> [SET PROBLEM]:
Reproduce every one of the following items word for word.
══ INPUT ROWS
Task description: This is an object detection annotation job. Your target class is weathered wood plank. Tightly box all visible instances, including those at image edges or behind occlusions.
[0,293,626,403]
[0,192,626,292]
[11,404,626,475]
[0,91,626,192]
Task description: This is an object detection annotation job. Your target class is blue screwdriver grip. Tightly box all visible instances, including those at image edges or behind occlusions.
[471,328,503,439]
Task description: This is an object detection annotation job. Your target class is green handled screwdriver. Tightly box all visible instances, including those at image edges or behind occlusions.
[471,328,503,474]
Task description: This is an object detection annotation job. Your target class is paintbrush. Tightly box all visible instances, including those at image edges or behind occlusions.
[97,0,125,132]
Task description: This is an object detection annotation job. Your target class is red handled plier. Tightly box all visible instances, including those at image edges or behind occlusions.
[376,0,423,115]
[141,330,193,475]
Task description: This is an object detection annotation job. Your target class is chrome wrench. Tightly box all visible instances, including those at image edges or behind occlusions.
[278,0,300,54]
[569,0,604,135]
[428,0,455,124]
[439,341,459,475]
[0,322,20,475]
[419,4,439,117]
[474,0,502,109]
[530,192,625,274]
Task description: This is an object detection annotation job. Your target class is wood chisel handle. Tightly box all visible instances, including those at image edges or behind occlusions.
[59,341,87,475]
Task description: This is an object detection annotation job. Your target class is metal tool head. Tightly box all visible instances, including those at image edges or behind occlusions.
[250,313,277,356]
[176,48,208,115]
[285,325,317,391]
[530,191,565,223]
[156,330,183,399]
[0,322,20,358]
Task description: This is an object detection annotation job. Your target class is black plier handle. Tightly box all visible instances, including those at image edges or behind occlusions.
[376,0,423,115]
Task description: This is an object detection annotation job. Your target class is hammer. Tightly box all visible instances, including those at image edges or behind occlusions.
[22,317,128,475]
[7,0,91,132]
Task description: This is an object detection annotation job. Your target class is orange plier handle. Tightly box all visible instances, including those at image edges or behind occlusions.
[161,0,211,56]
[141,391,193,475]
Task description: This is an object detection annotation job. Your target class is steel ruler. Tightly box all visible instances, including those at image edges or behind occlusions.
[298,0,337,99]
════
> [TASK RESPONSE]:
Task description: This is an object detection annotation job. Your target class is weathered wood plank. Tightly box all visible instances, including those at image edges or behind occlusions.
[0,293,626,403]
[0,192,626,292]
[11,404,626,475]
[0,91,626,192]
Task description: This is an object detection annotation job. Your target class is blue screwdriver grip. Tightly box all visible instances, including those at image edges or behind occlusions.
[471,328,503,439]
Task description: This is an object detection annotation job. Your target class is green handled screwdriver. Tightly box all visible instances, including those at image edges or behind occlusions.
[471,328,503,474]
Task description: This is an object detection annotation job. Your target class is paintbrush. Tightly box all visible instances, including those at image edges or behind occlusions.
[97,0,125,132]
Task description: This is an object detection annotation job. Your target class is red handled plier. Tightly box all visible instances, including those at image edges or behind occlusions.
[376,0,423,115]
[141,330,193,475]
Task description: This is an object detection annotation job. Your target class is chrome wrench. Tightly box all visible instances, including those at image edges or behind occlusions.
[278,0,300,54]
[569,0,604,135]
[428,0,455,124]
[439,341,459,475]
[0,322,20,475]
[419,4,439,117]
[474,0,502,109]
[530,192,625,274]
Task description: This is an object detection annotation job. Your target class is wood chisel handle. Tightly box all visible instances, including those at image edges or behind occlusions.
[59,341,87,475]
Task description: This is an object detection annotation job. Your target class is metal tool head. Tightly box all visible instances, including those at image edges or behind occlusions.
[250,313,277,356]
[176,48,208,115]
[285,325,317,391]
[530,191,565,223]
[156,330,183,399]
[0,322,20,358]
Task description: This is an object detection annotation job. Your target class is black plier handle. Tightly box all visible instances, including those at image edges or behind occlusions.
[376,0,423,115]
Task description: This is an object detection annotation job. Your target class is hammer. Tightly box all visible instances, including those at image edges or behind occlusions.
[22,317,128,475]
[7,0,91,132]
Task description: This is an object detection annotation job. Your target class is orange plier handle. Tightly box all visible instances, including those at image edges or behind occlusions.
[161,0,211,56]
[141,391,193,475]
Task description: This is an object detection annotation job. Your target class is steel ruler. Tightly box all visible instances, including those at image edges or behind occlusions.
[298,0,337,99]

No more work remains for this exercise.